:: Extract provided
The National Institute of Health estimates that nearly 250,000 people in the United States are currently living with a spinal cord injury (SCI). Most often a result of an accident, SCIs typically result in the loss of neurons and axonal damage resulting in the loss of function.
SCIs can be divided into two distinct phases, the initial physical injury and the secondary injury which typically occurs hours to days later. In most cases of SCI, damage to the axonal and tissue damage is caused by compression and/or contusion to the spinal cord. The secondary SCI injury occurs in the hours and days after the initial injury and is characterized by persistent inflammation, glial scar formation, demyelination of surrounding neurons, and death of cells. Over time, research has demonstrated that, in all aspects of secondary injury, the inflammatory response is the major cause and leads to widespread cell damage and lesion expansion.
Recent research has demonstrated that stem cells, including mesenchymal stem cells, neural stem/progenitor, and embryonic stem cells, possess anti-inflammatory properties and promote functional recovery after SCI by inducing macrophages M1/M2 phenotype transformation.
In this review, Cheng and He discuss the general features of macrophages in response to SCI, the phenotype, and function of macrophages in SCI, and the effects of stem cells on macrophage polarization and its role in stem cell-based therapies for SCI.
Macrophages accumulate in and around an SCI and play a very important role in neuroinflammation. Considering that recent research demonstrates the different, but important, contributions M1 and M2 macrophages make toward repairing tissue damage, this process is thought to be a promising therapeutic treatment for controlling the inflammation occurring after initial SCI.
According to this review, there are both positive and negative effects of macrophages on tissue repair and regeneration after an SCI. Interestingly, some studies show that infiltrating macrophages has harmful effects, especially in the early stages of an SCI. On the other hand, studies also indicated that macrophages have beneficial effects on tissue repair. These results included findings indicating that activated macrophages could provide a beneficial microenvironment that is good for the regeneration of sensory axons.
::::
▶ Using the information:
(a) According to the text on spinal cord injury, about how many people in the United States are currently living with a spinal cord injury?
(b) Rewrite the paragraph of the text on spinal cord injury that begins "SCIs can be divided into two distinct phases" as a short bulleted list, keeping its main facts.
(c) Reproduce the portion of the text on spinal cord injury between "According to this" and "of sensory axons.", inclusive, changing "an SCI" to "a spinal cord injury" wherever it appears.
:: Data for review
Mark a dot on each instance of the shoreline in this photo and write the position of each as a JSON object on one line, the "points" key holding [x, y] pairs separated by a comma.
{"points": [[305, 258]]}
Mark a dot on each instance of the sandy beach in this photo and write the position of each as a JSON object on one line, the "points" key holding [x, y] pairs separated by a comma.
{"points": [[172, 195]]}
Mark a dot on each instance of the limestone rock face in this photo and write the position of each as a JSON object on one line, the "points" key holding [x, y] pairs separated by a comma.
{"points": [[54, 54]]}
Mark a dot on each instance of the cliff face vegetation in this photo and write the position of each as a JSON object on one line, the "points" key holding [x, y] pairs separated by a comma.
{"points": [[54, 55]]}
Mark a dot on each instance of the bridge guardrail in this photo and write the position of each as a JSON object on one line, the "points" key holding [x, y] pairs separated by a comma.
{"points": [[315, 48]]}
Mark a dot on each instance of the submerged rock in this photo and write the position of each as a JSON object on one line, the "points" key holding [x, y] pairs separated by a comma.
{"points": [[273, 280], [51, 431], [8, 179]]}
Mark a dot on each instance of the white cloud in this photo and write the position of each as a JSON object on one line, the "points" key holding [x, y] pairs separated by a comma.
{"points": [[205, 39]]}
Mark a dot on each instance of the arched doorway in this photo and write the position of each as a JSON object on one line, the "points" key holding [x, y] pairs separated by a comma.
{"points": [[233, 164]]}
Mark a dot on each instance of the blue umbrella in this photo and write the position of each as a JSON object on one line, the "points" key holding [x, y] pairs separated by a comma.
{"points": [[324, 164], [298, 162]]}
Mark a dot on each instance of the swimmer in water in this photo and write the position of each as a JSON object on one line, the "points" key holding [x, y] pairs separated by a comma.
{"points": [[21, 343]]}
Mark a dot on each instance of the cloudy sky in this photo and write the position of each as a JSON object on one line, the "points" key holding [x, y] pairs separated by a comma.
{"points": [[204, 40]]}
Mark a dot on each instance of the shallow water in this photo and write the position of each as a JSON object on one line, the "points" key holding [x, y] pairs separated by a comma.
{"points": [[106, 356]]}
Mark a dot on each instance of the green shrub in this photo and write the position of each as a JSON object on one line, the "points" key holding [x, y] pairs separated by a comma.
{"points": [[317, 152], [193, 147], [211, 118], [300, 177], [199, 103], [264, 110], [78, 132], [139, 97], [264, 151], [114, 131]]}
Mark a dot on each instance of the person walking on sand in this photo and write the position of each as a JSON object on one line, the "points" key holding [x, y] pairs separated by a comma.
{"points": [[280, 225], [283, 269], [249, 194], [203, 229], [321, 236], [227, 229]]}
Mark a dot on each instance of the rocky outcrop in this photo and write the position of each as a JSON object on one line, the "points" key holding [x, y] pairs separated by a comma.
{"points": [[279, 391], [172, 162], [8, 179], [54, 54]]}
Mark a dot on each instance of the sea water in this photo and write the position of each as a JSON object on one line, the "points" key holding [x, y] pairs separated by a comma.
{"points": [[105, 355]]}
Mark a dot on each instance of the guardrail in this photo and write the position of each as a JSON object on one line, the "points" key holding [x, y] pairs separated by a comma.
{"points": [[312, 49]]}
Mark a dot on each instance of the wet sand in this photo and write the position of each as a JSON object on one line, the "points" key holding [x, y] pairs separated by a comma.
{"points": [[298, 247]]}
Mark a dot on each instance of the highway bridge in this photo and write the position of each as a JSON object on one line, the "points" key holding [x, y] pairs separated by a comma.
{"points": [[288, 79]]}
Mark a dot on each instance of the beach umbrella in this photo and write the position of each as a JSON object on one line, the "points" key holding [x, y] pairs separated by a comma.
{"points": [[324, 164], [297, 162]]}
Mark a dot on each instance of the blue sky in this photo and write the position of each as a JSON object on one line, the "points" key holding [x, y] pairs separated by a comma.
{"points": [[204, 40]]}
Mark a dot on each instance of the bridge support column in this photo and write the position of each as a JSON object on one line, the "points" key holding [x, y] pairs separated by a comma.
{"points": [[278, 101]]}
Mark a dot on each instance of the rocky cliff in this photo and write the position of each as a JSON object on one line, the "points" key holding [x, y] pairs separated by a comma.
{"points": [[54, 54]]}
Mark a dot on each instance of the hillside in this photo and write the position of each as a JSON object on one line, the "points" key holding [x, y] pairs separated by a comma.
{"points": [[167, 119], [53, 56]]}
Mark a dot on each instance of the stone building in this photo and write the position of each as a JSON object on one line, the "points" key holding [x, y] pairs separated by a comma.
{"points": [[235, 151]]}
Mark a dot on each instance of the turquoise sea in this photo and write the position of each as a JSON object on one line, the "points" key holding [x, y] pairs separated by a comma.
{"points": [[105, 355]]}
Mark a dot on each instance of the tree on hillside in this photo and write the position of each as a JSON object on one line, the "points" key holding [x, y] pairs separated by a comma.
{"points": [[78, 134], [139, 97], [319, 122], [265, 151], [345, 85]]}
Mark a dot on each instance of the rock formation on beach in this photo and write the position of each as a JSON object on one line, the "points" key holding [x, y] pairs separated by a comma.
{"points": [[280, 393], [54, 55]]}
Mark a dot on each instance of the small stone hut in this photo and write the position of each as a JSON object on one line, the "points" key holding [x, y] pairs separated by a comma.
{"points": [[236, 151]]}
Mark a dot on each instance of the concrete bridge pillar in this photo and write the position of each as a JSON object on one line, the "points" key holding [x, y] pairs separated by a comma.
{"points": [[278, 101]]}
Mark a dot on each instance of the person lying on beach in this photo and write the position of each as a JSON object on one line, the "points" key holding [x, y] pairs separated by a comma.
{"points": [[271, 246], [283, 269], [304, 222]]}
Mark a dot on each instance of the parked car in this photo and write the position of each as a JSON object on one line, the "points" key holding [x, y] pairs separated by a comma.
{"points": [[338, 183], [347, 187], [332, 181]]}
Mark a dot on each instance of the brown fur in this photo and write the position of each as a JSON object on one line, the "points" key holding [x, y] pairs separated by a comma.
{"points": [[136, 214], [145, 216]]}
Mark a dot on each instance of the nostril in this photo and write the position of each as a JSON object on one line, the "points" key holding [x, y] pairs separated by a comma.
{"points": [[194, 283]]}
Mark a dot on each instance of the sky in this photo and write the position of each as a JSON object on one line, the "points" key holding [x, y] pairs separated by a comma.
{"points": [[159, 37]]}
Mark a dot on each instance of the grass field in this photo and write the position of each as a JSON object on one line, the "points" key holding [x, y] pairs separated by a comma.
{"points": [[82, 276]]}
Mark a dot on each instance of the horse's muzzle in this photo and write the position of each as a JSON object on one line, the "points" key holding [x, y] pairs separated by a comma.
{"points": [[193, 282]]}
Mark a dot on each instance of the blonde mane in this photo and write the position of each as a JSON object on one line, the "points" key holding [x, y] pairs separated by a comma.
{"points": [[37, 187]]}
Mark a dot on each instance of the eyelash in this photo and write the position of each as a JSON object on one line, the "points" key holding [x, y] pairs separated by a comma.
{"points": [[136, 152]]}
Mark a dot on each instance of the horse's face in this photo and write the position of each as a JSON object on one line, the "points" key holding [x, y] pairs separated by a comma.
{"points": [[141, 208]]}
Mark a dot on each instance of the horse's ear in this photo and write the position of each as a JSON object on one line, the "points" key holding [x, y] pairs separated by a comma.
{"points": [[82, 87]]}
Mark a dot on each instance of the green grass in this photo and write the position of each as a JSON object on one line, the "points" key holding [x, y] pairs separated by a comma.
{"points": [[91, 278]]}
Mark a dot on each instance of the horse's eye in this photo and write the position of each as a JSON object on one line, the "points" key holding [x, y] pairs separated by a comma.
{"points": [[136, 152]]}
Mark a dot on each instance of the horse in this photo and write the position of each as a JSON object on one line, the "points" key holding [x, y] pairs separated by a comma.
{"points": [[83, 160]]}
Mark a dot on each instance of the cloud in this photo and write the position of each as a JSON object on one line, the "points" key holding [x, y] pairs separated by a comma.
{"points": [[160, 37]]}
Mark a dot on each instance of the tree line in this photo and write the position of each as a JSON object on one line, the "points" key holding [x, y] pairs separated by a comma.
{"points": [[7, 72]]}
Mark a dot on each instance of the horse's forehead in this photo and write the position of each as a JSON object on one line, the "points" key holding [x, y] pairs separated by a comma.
::::
▶ Results of the tasks:
(a) Nearly 250,000 people.

(b)
- SCIs have two phases: the initial physical injury and a secondary injury.
- Axonal and tissue damage is usually caused by compression and/or contusion to the spinal cord.
- The secondary injury occurs in the hours and days after the initial injury.
- It is marked by persistent inflammation, glial scar formation, demyelination of surrounding neurons, and cell death.
- Research has shown that the inflammatory response is the major cause of secondary injury and leads to widespread cell damage and lesion expansion.

(c)
According to this review, there are both positive and negative effects of macrophages on tissue repair and regeneration after a spinal cord injury. Interestingly, some studies show that infiltrating macrophages has harmful effects, especially in the early stages of a spinal cord injury. On the other hand, studies also indicated that macrophages have beneficial effects on tissue repair. These results included findings indicating that activated macrophages could provide a beneficial microenvironment that is good for the regeneration of sensory axons.